#### [JOB]
Turn every line below into a numbered list, leaving out blank lines and the pictures.
★ ★ ★ ★
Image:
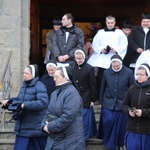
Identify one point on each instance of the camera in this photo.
(133, 109)
(107, 49)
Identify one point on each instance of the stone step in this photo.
(94, 144)
(7, 134)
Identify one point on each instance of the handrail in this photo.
(5, 69)
(5, 87)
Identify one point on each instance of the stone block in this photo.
(12, 8)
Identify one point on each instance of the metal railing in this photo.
(5, 87)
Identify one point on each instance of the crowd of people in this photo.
(55, 111)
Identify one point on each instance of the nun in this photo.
(83, 77)
(115, 83)
(34, 99)
(65, 132)
(137, 107)
(47, 78)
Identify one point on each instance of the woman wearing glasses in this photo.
(137, 106)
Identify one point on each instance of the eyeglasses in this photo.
(141, 75)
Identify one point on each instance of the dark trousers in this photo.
(99, 78)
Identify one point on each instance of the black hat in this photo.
(116, 57)
(56, 21)
(51, 62)
(127, 24)
(34, 70)
(145, 15)
(147, 68)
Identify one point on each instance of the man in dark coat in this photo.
(66, 131)
(67, 39)
(49, 37)
(139, 39)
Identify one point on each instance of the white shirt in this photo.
(143, 58)
(115, 39)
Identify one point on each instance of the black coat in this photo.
(84, 80)
(75, 41)
(136, 40)
(138, 96)
(48, 81)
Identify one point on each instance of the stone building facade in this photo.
(15, 37)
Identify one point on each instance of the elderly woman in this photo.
(115, 83)
(65, 132)
(137, 107)
(83, 77)
(34, 100)
(47, 78)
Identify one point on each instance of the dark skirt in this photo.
(90, 129)
(112, 128)
(25, 143)
(136, 141)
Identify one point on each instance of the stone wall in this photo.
(15, 37)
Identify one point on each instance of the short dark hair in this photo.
(70, 16)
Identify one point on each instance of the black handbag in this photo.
(50, 117)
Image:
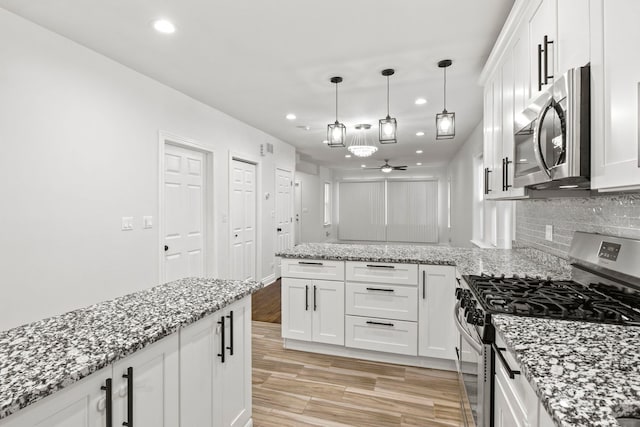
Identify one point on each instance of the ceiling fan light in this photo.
(445, 125)
(387, 129)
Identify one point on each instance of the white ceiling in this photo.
(261, 59)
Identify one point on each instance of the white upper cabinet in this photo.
(615, 88)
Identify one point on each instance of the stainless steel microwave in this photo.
(552, 138)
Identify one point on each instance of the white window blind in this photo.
(361, 211)
(412, 211)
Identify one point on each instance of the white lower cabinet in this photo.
(313, 310)
(216, 390)
(436, 301)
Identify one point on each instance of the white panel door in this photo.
(284, 205)
(183, 213)
(155, 385)
(243, 220)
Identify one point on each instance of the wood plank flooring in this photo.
(265, 304)
(293, 388)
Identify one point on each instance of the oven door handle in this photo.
(465, 334)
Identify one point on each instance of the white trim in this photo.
(377, 356)
(209, 256)
(247, 158)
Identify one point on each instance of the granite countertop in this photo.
(586, 374)
(523, 261)
(42, 357)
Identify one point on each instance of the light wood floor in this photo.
(293, 388)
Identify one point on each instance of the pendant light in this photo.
(336, 132)
(359, 145)
(445, 121)
(387, 126)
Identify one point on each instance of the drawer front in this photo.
(380, 272)
(390, 301)
(391, 336)
(313, 269)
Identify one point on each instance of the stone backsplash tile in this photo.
(616, 214)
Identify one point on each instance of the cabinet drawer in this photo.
(392, 336)
(376, 300)
(313, 269)
(381, 272)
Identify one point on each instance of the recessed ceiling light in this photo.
(164, 26)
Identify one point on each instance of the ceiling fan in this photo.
(386, 168)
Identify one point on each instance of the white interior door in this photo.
(243, 220)
(284, 215)
(183, 213)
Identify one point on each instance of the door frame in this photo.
(246, 158)
(209, 249)
(278, 264)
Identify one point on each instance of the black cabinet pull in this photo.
(539, 67)
(547, 42)
(306, 297)
(129, 377)
(230, 348)
(108, 399)
(369, 322)
(222, 344)
(498, 351)
(506, 173)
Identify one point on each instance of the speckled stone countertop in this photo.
(467, 260)
(42, 357)
(585, 374)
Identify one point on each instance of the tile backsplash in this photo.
(617, 215)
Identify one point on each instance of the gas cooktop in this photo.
(555, 299)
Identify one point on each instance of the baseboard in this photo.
(270, 279)
(375, 356)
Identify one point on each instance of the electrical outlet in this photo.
(548, 232)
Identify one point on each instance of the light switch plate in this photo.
(127, 223)
(147, 222)
(548, 232)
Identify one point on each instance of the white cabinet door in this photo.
(233, 377)
(328, 312)
(437, 337)
(79, 405)
(153, 378)
(615, 89)
(296, 308)
(198, 354)
(542, 23)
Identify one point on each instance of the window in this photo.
(327, 203)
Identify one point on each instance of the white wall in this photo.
(461, 173)
(79, 138)
(312, 228)
(421, 172)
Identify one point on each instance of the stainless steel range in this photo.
(605, 288)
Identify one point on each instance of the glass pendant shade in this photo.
★ ★ ★ ★
#### [PROBLEM SOLUTION]
1. Image:
2. Identify one point on each instance of the camera in this photo.
3. (133, 109)
4. (107, 49)
5. Identify one point on each instance of the stone step in this photo.
6. (94, 144)
7. (7, 134)
8. Identify one point on each instance of the handrail in this photo.
9. (5, 69)
10. (5, 87)
11. Identify one point on each instance of the stone block in this photo.
12. (12, 8)
13. Identify one point on each instance of the metal railing in this photo.
14. (5, 87)
15. Identify one point on each instance of the crowd of people in this photo.
16. (55, 111)
17. Identify one point on each instance of the nun in this photo.
18. (83, 77)
19. (115, 83)
20. (34, 99)
21. (65, 132)
22. (137, 107)
23. (47, 78)
24. Identify one point on each instance of the woman wearing glasses in this photo.
25. (137, 106)
26. Identify one point on each instance of the eyeglasses in this photo.
27. (141, 75)
28. Identify one point on each instance of the dark trousers in this photo.
29. (99, 78)
30. Identify one point on each instance of the black hat in this photo.
31. (116, 57)
32. (56, 21)
33. (51, 62)
34. (127, 24)
35. (34, 70)
36. (145, 15)
37. (147, 68)
38. Identify one point on each instance of the man in dark coat in this photo.
39. (66, 131)
40. (67, 39)
41. (49, 37)
42. (139, 39)
43. Identify one point on each instance of the white shirt in this photo.
44. (143, 58)
45. (115, 39)
46. Identify one point on each instance of the black coat in this photo.
47. (84, 80)
48. (75, 41)
49. (136, 40)
50. (138, 96)
51. (48, 81)
52. Identify one point on each instance of the stone building facade in this photo.
53. (15, 37)
54. Identify one point on each instance of the elderly woman in this photo.
55. (115, 83)
56. (65, 132)
57. (137, 107)
58. (83, 77)
59. (34, 100)
60. (47, 78)
61. Identify one point on each instance of the dark skirt in this photo.
62. (90, 129)
63. (112, 128)
64. (25, 143)
65. (136, 141)
66. Identify one point on each instance of the stone wall in this photo.
67. (15, 37)
68. Identify one point on each instance of the short dark hair in this photo.
69. (70, 16)
70. Identify one point on each instance of the black handbag in this photo.
71. (50, 117)
72. Image:
73. Identify one point on each instance of the ceiling fan light in this photo.
74. (445, 125)
75. (387, 129)
76. Identify one point on each instance of the white ceiling in this photo.
77. (261, 59)
78. Identify one point on each instance of the white upper cabinet in this photo.
79. (615, 88)
80. Identify one point on each instance of the stainless steel microwave in this photo.
81. (552, 138)
82. Identify one point on each instance of the white window blind in this photo.
83. (361, 211)
84. (412, 211)
85. Identify one point on each instance of the white lower cabinet in this photo.
86. (313, 310)
87. (216, 390)
88. (436, 301)
89. Identify one point on each instance of the white panel door in this photo.
90. (284, 205)
91. (183, 213)
92. (155, 385)
93. (243, 220)
94. Identify one point on each instance of the wood plank flooring in this photo.
95. (265, 304)
96. (293, 388)
97. Identify one point on each instance of the oven door handle in this photo.
98. (465, 334)
99. Identify one point on each instance of the white trim in this photo.
100. (377, 356)
101. (209, 256)
102. (247, 158)
103. Identify one point on each instance of the granite countertop in this photo.
104. (586, 374)
105. (523, 261)
106. (42, 357)
107. Identify one point on each instance of the light wood floor in this photo.
108. (293, 388)
109. Identify one point on each instance of the pendant light in this photo.
110. (336, 132)
111. (359, 145)
112. (445, 121)
113. (387, 126)
114. Identify one point on each instance of the drawer front in this photo.
115. (380, 272)
116. (390, 301)
117. (391, 336)
118. (313, 269)
119. Identify one point on each instance of the stone backsplash tile in this photo.
120. (616, 214)
121. Identify one point on each instance of the cabinet drawer in this photo.
122. (392, 336)
123. (376, 300)
124. (313, 269)
125. (381, 272)
126. Identify one point on each instance of the recessed ceiling light in this photo.
127. (164, 26)
128. Identify one point on each instance of the ceiling fan in this photo.
129. (386, 168)
130. Identify one point on each instance of the white interior door in this photo.
131. (243, 220)
132. (284, 215)
133. (183, 213)
134. Identify one point on each instance of the door frame in this photo.
135. (246, 158)
136. (209, 249)
137. (278, 264)
138. Identify one point on each instance of the black cabinet pull in this photo.
139. (539, 67)
140. (547, 42)
141. (306, 297)
142. (129, 377)
143. (230, 348)
144. (108, 399)
145. (369, 322)
146. (222, 344)
147. (498, 351)
148. (506, 173)
149. Identify one point on each instance of the speckled stone countertop in this photo.
150. (467, 260)
151. (42, 357)
152. (585, 374)
153. Identify one point on each instance of the tile backsplash in this photo.
154. (617, 215)
155. Identify one point on each instance of the gas cooktop in this photo.
156. (555, 299)
157. Identify one point on each instance of the baseboard in this photo.
158. (270, 279)
159. (375, 356)
160. Identify one point on each instance of the electrical outlet in this photo.
161. (548, 232)
162. Identify one point on each instance of the light switch plate in this photo.
163. (127, 223)
164. (147, 222)
165. (548, 232)
166. Identify one point on each instance of the white cabinet door in this photo.
167. (233, 377)
168. (328, 312)
169. (437, 337)
170. (79, 405)
171. (153, 378)
172. (615, 89)
173. (296, 308)
174. (198, 354)
175. (542, 23)
176. Identify one point on each instance of the window in this photo.
177. (327, 203)
178. Identify one point on each instance of the white wall in this photo.
179. (461, 173)
180. (79, 138)
181. (312, 228)
182. (421, 172)
183. Identify one point on each instance of the stainless steel range in this photo.
184. (605, 288)
185. Identify one point on each instance of the glass pendant shade in this photo.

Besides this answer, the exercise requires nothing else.